> **Given task**
Please return the passage of the Queensland spot price text between "Specifically – there" and "11th January 2012.", inclusive, copied word for word.

> **Passage shown**

☆ ☆ ☆ ☆

As we noted on Tuesday, recent spot price volatility in Queensland has been remarkable, but not totally unique.
It’s certainly caught the attention of some in the media (such as last Friday and Tuesday this week in the Courier Mail). There’s been a number of claims about what’s causing the prices to be high, hence we’ve invested some time to identify, and analyse, a number of factors that have all combined to deliver the higher prices:
[Note, however, that this is not a complete list – if anyone wants to highlight others, please do include them in comments below]
Factor #1) Demand in Queensland was high
We noted (as it was occurring) how demand in the region remained stubbornly high, over the weekend, on the back of some oppressive temperatures around the state.
To provide some illustration of just how extreme the demand levels were for a weekend, we have (through NEM-Review) compared the daily aggregate energy consumption across 54 consecutive weeks ending this most recent Sunday. For clarity we’ve designated that each week ends on a Sunday (enabling Saturday and Sunday to be seen together on a chart).
Comparing only the weeks in the current year makes it more likely that any differences between weeks will be due to climatic factors and less due to these more systemic factors contributing to why demand patterns have been changing over the past 6 years or so.
As can be seen here, there is daylight between the Saturday/Sunday of this hot week and every other Saturday/Sunday in the study.
Specifically – there is a clear gap of about 15,000MWh over an entire day between the load profile of last Saturday and Sunday and the next-most-energy-intensive day in that range. Across 8 daylight hours (say) this would equate to a difference of 1,875MW (or 625MW average over 24 hours) – indicating the scale of a difference where the all-time maximum demand is around 9,000MW.
Indeed, it can be seen from the above that demand on Saturday and Sunday in that week was higher than the daily demand in almost all of the working week days in the 53 other weeks shown in the summary. That’s another indication of how extreme the demand was.
In the interests of completeness, this chart also identifies previous weeks where demand in Queensland has been high, including:
1) Monday 9th, Tuesday 10th and Wednesday 11th January 2012.

☆ ☆ ☆ ☆

> **Material**
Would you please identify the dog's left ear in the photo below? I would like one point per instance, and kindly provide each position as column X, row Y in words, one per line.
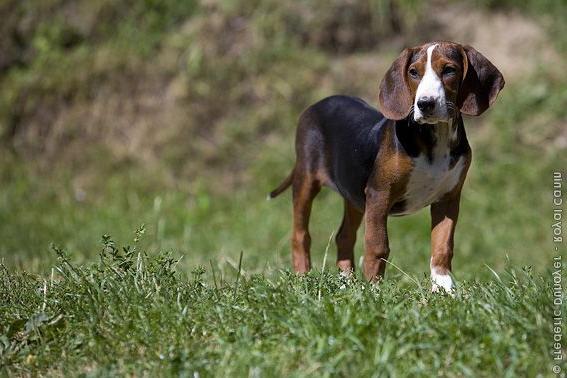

☆ ☆ ☆ ☆

> **Task answer**
Specifically – there is a clear gap of about 15,000MWh over an entire day between the load profile of last Saturday and Sunday and the next-most-energy-intensive day in that range. Across 8 daylight hours (say) this would equate to a difference of 1,875MW (or 625MW average over 24 hours) – indicating the scale of a difference where the all-time maximum demand is around 9,000MW.
Indeed, it can be seen from the above that demand on Saturday and Sunday in that week was higher than the daily demand in almost all of the working week days in the 53 other weeks shown in the summary. That’s another indication of how extreme the demand was.
In the interests of completeness, this chart also identifies previous weeks where demand in Queensland has been high, including:
1) Monday 9th, Tuesday 10th and Wednesday 11th January 2012.